── Trecho do texto ──

É assim, então, que, situados na contramão da orientação majoritária, buscaremos analisar criticamente alguns dos principais elementos constitutivos da definição bobbiana da democracia. Começaremos por discutir a problemática relação que Bobbio estabelece entre a democracia e o liberalismo, por entender que tal discussão nos oferecerá uma boa base para realizar, nas páginas seguintes, um exame mais acurado das ambiguidades de Bobbio frente ao fenômeno democrático e de seus temores frente a qualquer possibilidade de um envolvimento mais ativo das grandes massas populares na vida pública. Consequentemente, dividimos o texto em quatro seções: As relações entre o liberalismo e a democracia no pensamento de Norberto Bobbio; A defesa da democracia representativa e a condenação da democracia direta; "O excesso de democracia" e a filosofia da resignação; e Considerações finais.

───
── Dados armazenados ──

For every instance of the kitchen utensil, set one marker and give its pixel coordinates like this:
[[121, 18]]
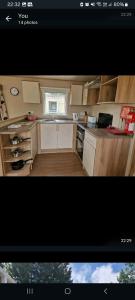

───

Enunciado A:
Responda às perguntas abaixo com base no trecho sobre Bobbio.
(i) Qual relação estabelecida por Bobbio será discutida primeiro?
(ii) Em quantas seções o texto é dividido?
(iii) Qual é o título da última seção?
Enunciado B:
Indique se cada afirmação abaixo está de acordo com o trecho sobre Bobbio, citando as palavras que decidem a resposta.
(i) A análise proposta se alinha à orientação majoritária.
(ii) A segunda seção trata da defesa da democracia direta.
(iii) O trecho atribui a Bobbio temores diante de uma participação mais ativa das massas na vida pública.

Resolução do exercício A:
(i) A relação entre a democracia e o liberalismo.
(ii) Em quatro seções.
(iii) Considerações finais.

Resolução do exercício B:
(i) Não: "situados na contramão da orientação majoritária".
(ii) Não: "A defesa da democracia representativa e a condenação da democracia direta".
(iii) Sim: "de seus temores frente a qualquer possibilidade de um envolvimento mais ativo das grandes massas populares na vida pública".